The records:

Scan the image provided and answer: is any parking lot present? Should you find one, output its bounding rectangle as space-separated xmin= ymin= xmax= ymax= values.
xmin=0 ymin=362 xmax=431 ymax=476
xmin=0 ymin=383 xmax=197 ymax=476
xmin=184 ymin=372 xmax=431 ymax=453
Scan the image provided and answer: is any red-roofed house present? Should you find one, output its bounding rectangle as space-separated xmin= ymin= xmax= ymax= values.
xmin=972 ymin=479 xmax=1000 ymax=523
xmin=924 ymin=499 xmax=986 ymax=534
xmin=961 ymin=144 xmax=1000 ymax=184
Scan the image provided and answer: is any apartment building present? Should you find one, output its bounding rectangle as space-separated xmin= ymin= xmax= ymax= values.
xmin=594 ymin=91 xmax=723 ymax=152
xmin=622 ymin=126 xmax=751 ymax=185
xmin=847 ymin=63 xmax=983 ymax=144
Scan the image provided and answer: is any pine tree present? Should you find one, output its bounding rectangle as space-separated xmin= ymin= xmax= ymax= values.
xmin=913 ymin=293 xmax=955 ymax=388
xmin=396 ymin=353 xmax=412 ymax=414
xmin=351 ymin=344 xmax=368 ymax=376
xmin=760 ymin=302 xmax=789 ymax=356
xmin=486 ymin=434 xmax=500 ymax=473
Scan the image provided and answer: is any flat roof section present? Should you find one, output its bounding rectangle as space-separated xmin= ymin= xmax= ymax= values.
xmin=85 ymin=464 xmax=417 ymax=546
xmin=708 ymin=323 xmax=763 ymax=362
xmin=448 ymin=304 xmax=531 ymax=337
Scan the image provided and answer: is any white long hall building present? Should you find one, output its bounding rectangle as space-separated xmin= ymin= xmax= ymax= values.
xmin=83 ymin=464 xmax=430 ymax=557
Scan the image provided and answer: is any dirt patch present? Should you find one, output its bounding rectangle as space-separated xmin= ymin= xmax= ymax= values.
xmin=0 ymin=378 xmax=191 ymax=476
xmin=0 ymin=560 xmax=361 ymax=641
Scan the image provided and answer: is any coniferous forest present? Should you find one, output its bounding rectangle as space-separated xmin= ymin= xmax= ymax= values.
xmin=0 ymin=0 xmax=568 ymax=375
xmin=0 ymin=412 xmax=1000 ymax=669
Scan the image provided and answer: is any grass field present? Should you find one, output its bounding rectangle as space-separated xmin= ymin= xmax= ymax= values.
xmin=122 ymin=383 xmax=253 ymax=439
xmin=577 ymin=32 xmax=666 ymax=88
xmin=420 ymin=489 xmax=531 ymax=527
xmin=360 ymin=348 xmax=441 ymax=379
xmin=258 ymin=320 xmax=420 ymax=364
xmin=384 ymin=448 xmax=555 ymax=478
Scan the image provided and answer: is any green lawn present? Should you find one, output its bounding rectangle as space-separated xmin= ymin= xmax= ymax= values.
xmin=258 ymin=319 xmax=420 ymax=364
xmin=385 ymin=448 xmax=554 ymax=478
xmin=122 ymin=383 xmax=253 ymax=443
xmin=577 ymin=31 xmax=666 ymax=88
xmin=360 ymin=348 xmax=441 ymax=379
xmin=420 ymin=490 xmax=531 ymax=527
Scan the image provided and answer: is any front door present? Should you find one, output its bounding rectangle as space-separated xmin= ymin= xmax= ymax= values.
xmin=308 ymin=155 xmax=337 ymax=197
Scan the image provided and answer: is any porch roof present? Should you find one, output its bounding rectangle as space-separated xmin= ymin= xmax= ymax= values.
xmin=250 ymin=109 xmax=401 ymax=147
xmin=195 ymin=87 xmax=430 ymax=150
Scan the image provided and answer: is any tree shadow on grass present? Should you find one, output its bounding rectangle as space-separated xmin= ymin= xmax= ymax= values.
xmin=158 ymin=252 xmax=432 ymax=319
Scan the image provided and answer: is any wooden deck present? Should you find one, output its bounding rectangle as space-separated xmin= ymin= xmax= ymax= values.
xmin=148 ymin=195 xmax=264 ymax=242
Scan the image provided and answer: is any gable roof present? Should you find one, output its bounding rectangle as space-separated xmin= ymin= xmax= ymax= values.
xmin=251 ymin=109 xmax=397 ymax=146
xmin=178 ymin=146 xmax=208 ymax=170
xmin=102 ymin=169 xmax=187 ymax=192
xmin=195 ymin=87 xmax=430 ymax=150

Job:
Could you lay out the records above as a two-column CSV with the columns "prompt" and "boxes", one row per record? Put each record's text and its answer in one quoted field each, turning line breaks into spaces.

Written response:
prompt,boxes
"Scan the image provided and answer: is any parking lot present? Should you find one, output its bounding rectangle as space-separated xmin= ymin= xmax= ymax= values.","xmin=0 ymin=362 xmax=431 ymax=476 xmin=0 ymin=383 xmax=197 ymax=476 xmin=184 ymin=372 xmax=431 ymax=453"
"Scan the image provided and answer: is any red-roofed house present? Should you find one, output its bounding rectangle as space-separated xmin= ymin= xmax= ymax= values.","xmin=972 ymin=479 xmax=1000 ymax=523 xmin=924 ymin=499 xmax=986 ymax=534 xmin=961 ymin=144 xmax=1000 ymax=184"
"Scan the image provided and answer: is any apartment building present? Should you find one, output its bounding rectangle as space-separated xmin= ymin= xmax= ymax= values.","xmin=594 ymin=91 xmax=723 ymax=152 xmin=622 ymin=126 xmax=751 ymax=185 xmin=847 ymin=63 xmax=983 ymax=144"
"Scan the image provided and answer: is any pine tree present? Should you find one, output its bounding rectangle as space-separated xmin= ymin= xmax= ymax= values.","xmin=913 ymin=293 xmax=955 ymax=388 xmin=396 ymin=353 xmax=412 ymax=414 xmin=351 ymin=344 xmax=368 ymax=376 xmin=760 ymin=302 xmax=789 ymax=356 xmin=486 ymin=434 xmax=500 ymax=473"
"Scan the image provided and answer: is any flat roof section present? Should you find one, output its bounding rectangle as space-separated xmin= ymin= xmax= ymax= values.","xmin=85 ymin=464 xmax=417 ymax=546 xmin=708 ymin=323 xmax=763 ymax=362 xmin=448 ymin=304 xmax=531 ymax=337"
"Scan the image provided and answer: is any white long hall building present? Should you find one, output its bounding rectangle as space-separated xmin= ymin= xmax= ymax= values.","xmin=83 ymin=464 xmax=430 ymax=557"
"Scan the image provided and answer: is any dirt patch present? Should you find one, output its bounding rectangle as space-separated xmin= ymin= xmax= ymax= values.","xmin=0 ymin=378 xmax=191 ymax=476 xmin=0 ymin=560 xmax=361 ymax=641"
"Scan the image provided and answer: is any coniferous forest present? Should you find one, output its bounding rectangle as space-separated xmin= ymin= xmax= ymax= values.","xmin=0 ymin=0 xmax=568 ymax=375 xmin=0 ymin=412 xmax=1000 ymax=669"
"Scan the image provided and answer: is any grass field present? Should you find one, output its bounding rectangle as space-separated xmin= ymin= xmax= ymax= values.","xmin=122 ymin=383 xmax=253 ymax=439 xmin=577 ymin=32 xmax=666 ymax=88 xmin=420 ymin=489 xmax=531 ymax=527 xmin=360 ymin=348 xmax=441 ymax=379 xmin=258 ymin=320 xmax=420 ymax=364 xmin=384 ymin=448 xmax=555 ymax=478"
"Scan the image provided and answer: is any green lawn present? Should you find one, output its bounding rectangle as space-separated xmin= ymin= xmax= ymax= values.","xmin=258 ymin=319 xmax=420 ymax=364 xmin=385 ymin=448 xmax=554 ymax=478 xmin=122 ymin=383 xmax=253 ymax=443 xmin=577 ymin=31 xmax=666 ymax=88 xmin=360 ymin=348 xmax=441 ymax=379 xmin=420 ymin=490 xmax=531 ymax=527"
"Scan the image provided and answer: is any front door present? Should you find one, output its bounding rectangle as space-separated xmin= ymin= xmax= ymax= values.","xmin=308 ymin=155 xmax=337 ymax=197"
"Scan the image provided and answer: is any porch roof present? Should you find one, output its bounding rectangle as space-separated xmin= ymin= xmax= ymax= values.","xmin=250 ymin=109 xmax=401 ymax=147 xmin=195 ymin=87 xmax=430 ymax=150"
"Scan the image provided and answer: is any tree shadow on grass present? Should you find one, output its bounding rectangle as space-separated xmin= ymin= xmax= ymax= values.","xmin=158 ymin=252 xmax=432 ymax=319"
"Scan the image provided and answer: is any wooden deck present? Should you find one, output its bounding rectangle as space-separated xmin= ymin= xmax= ymax= values.","xmin=148 ymin=195 xmax=264 ymax=242"
"Scan the image provided and answer: is any gable roof present? Should you find one, output its bounding rectangle as space-separated xmin= ymin= xmax= ymax= values.","xmin=251 ymin=109 xmax=397 ymax=146 xmin=178 ymin=146 xmax=208 ymax=170 xmin=102 ymin=169 xmax=187 ymax=192 xmin=195 ymin=87 xmax=430 ymax=150"